**KETENTUAN TUGAS A**
Tuliskan kembali bagian teks tentang hoaks antara "Saat ini, fenomena" dan "kebenaran yang terjamin.", termasuk kedua batas itu.
**KETENTUAN TUGAS B**
Ringkas paragraf dalam teks tentang hoaks yang diawali "Penyebaran hoax atau berita palsu merupakan ancaman serius" menjadi daftar butir dengan tetap mempertahankan fakta utamanya.

***** TEKS YANG DIBERIKAN *****

Saat ini, fenomena hoaks semakin merajalela yang menjadi fokus perhatian banyak kalangan, apalagi dalam era digital yang dipenuhi informasi dari berbagai sumber. Permasalahan terbesar yang dihadapi adalah penyebaran hoax atau berita palsu. Hoax merupakan bom waktu yang siap meledak di tengah masyarakat dengan dampak yang sangat fatal. Salah satu penyebab utama penyebaran hoax adalah banjir informasi tanpa filter di media sosial, memungkinkan siapa saja menyebarkan informasi tanpa mekanisme pengecekan atau verifikasi yang memadai. Situasi ini semakin memperparah kondisi karena informasi yang tidak terverifikasi dapat dengan cepat menyebar dan mempengaruhi banyak orang tanpa adanya kejelasan atau kebenaran yang terjamin.
Penyebaran hoax atau berita palsu merupakan ancaman serius yang dapat menimbulkan dampak negatif bagi masyarakat, terutama generasi muda yang aktif menggunakan media sosial. Dampak negatifnya antara lain menciptakan kebingungan informasi, ketegangan sosial, kekhawatiran, konflik, dan retorika kebencian di tengah masyarakat, memicu perpecahan dan mengganggu persatuan di suatu negara, merusak kepercayaan publik terhadap informasi sahih dan mengganggu proses demokrasi, serta menimbulkan keraguan terhadap otoritas yang menyampaikan informasi benar.

***** DATA LATIHAN *****

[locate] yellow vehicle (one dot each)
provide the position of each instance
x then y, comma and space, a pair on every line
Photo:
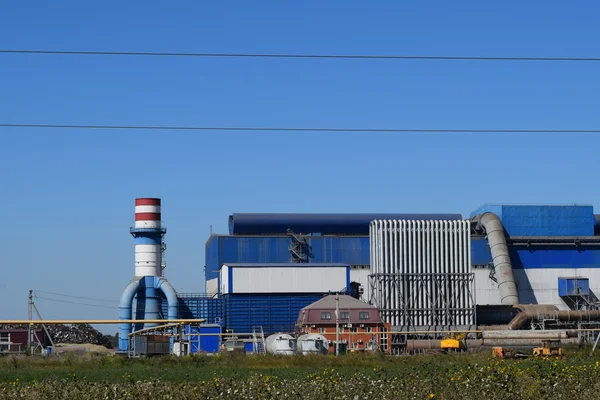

*****

**JAWABAN TUGAS A**
Saat ini, fenomena hoaks semakin merajalela yang menjadi fokus perhatian banyak kalangan, apalagi dalam era digital yang dipenuhi informasi dari berbagai sumber. Permasalahan terbesar yang dihadapi adalah penyebaran hoax atau berita palsu. Hoax merupakan bom waktu yang siap meledak di tengah masyarakat dengan dampak yang sangat fatal. Salah satu penyebab utama penyebaran hoax adalah banjir informasi tanpa filter di media sosial, memungkinkan siapa saja menyebarkan informasi tanpa mekanisme pengecekan atau verifikasi yang memadai. Situasi ini semakin memperparah kondisi karena informasi yang tidak terverifikasi dapat dengan cepat menyebar dan mempengaruhi banyak orang tanpa adanya kejelasan atau kebenaran yang terjamin.

**JAWABAN TUGAS B**
Penyebaran hoax adalah ancaman serius bagi masyarakat, terutama generasi muda yang aktif di media sosial. Dampak negatifnya:
- kebingungan informasi, ketegangan sosial, kekhawatiran, konflik, dan retorika kebencian di masyarakat;
- perpecahan dan terganggunya persatuan negara;
- rusaknya kepercayaan publik terhadap informasi sahih serta terganggunya proses demokrasi;
- keraguan terhadap otoritas yang menyampaikan informasi benar.